TEXT PASSAGE:
━━━━━━━━━━━━━━━━━━━━━━━━━━━━━━

A cinematic trip across borders

The upcoming virtual Japanese Film Festival celebrates the spirit of India and Japan’s deep friendship and long-standing diplomatic ties.

Published: 12th February 2022 07:56 AM  |   Last Updated: 12th February 2022 07:56 AM   |  A+A-

Images from previous editions of the Japanese Film Festival organised by The Japan Foundation, New Delhi

Express News Service

Cinema, like music, has no boundaries. The medium has allowed people to exchange cultures, understand lifestyles as well as stories that express emotions that are universal. India and Japan have a rich cinematic legacy, with both nations experiencing a golden age in the 50s and 60s.

In recent times, while Indian cinema like Padman, English Vinglish, among others, have garnered high praise in the Japanese market, films originating in Japan—especially anime—is hugely appreciated in India. Marking the 70th anniversary of the establishment of diplomatic relations between India and Japan this year, The Japan Foundation, New Delhi, has decided to tap into the country’s love for cinema.

The Foundation is organising the fifth edition of the Japanese Film Festival (JFF) 2022 from February 14 to February 27. Given the recent surge in COVID-19 cases, this film festival—taking place in a hybrid model wherein films are screened in theatres as well as through the Foundation’s website—will take place virtually, and is a unique experience for Indian audiences.

━━━━━━━━━━━━━━━━━━━━━━━━━━━━━━

DATASET EXCERPTS:
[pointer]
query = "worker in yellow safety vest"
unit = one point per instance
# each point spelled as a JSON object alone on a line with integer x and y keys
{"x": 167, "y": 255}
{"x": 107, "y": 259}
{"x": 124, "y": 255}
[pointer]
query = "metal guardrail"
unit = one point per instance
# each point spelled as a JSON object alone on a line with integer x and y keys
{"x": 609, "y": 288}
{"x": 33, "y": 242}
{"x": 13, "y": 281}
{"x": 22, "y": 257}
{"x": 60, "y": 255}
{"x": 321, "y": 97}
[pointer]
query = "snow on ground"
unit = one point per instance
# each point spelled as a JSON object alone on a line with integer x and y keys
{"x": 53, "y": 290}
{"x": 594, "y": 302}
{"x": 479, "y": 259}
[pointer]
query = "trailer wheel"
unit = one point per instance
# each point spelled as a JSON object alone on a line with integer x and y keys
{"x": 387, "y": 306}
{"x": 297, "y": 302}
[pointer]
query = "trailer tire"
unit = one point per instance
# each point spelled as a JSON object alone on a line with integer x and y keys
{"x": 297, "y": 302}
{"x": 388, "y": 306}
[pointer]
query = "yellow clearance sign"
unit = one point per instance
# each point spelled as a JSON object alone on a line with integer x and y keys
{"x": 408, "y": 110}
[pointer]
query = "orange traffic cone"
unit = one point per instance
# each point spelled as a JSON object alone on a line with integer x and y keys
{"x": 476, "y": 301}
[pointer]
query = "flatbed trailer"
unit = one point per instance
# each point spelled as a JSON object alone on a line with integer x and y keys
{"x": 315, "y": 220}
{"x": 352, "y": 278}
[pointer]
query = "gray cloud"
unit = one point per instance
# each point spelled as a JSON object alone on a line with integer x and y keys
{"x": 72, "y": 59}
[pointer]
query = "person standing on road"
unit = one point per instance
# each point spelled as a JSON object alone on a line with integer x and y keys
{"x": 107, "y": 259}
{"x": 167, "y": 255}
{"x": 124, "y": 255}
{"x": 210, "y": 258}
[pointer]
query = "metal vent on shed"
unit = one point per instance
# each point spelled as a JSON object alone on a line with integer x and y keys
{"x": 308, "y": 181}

━━━━━━━━━━━━━━━━━━━━━━━━━━━━━━

INSTRUCTIONS TO FOLLOW:
Quote the Japanese Film Festival article word for word, everything from "The upcoming virtual" down to "50s and 60s.". Rely only on the text to complete this work.

OUTPUT OF THE TASK:
The upcoming virtual Japanese Film Festival celebrates the spirit of India and Japan’s deep friendship and long-standing diplomatic ties.

Published: 12th February 2022 07:56 AM  |   Last Updated: 12th February 2022 07:56 AM   |  A+A-

Images from previous editions of the Japanese Film Festival organised by The Japan Foundation, New Delhi

Express News Service

Cinema, like music, has no boundaries. The medium has allowed people to exchange cultures, understand lifestyles as well as stories that express emotions that are universal. India and Japan have a rich cinematic legacy, with both nations experiencing a golden age in the 50s and 60s.